---- The input

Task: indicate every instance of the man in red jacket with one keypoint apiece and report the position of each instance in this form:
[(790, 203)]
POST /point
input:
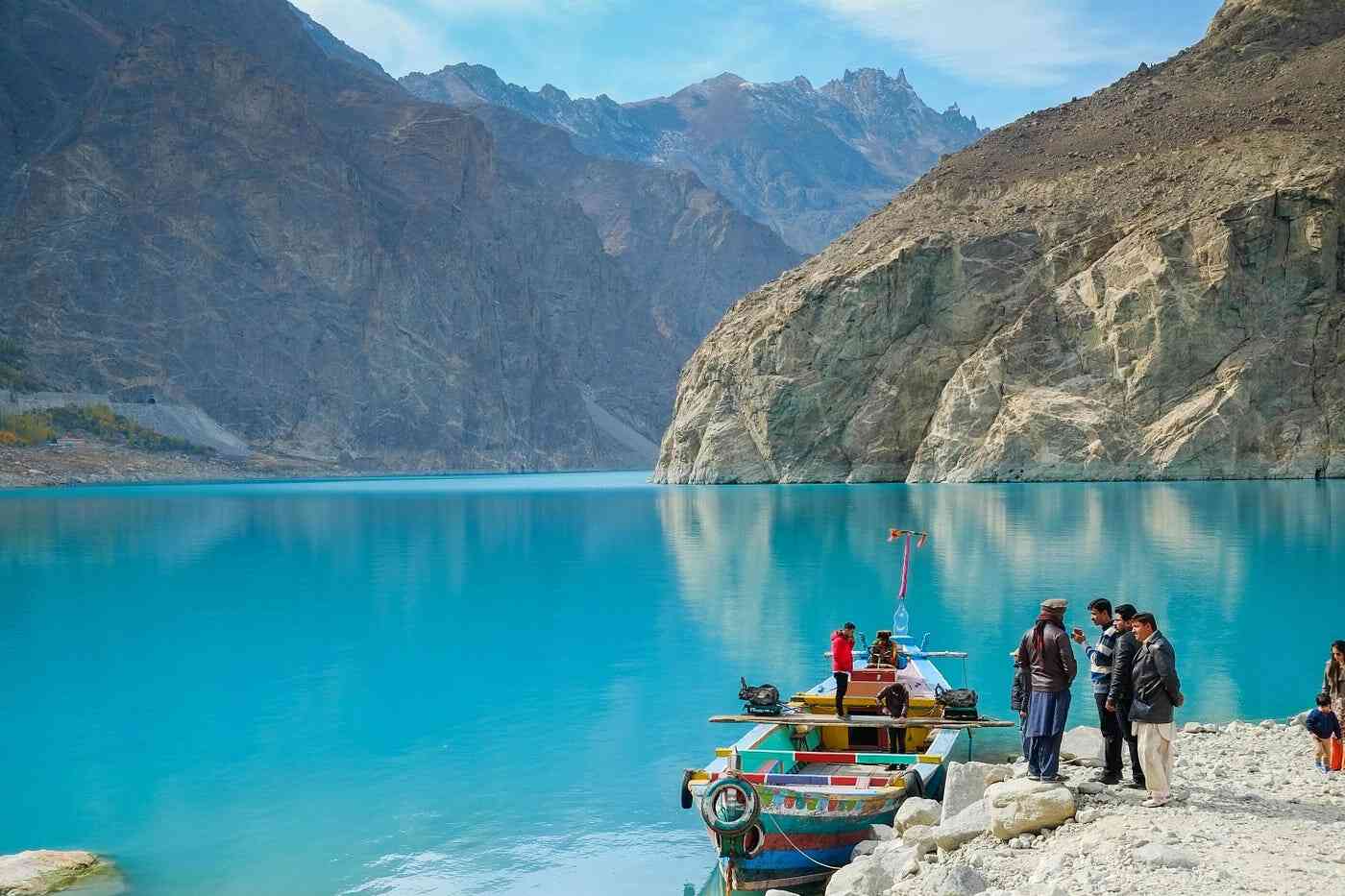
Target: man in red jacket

--------

◆ Aim: Retype the lines above word for word, leaving out the picture.

◆ Right answer:
Task: indicate every instance of the man in red jacket with one keypoint apiece and report the position of each instance in this form:
[(790, 203)]
POST /point
input:
Target: man in red jacket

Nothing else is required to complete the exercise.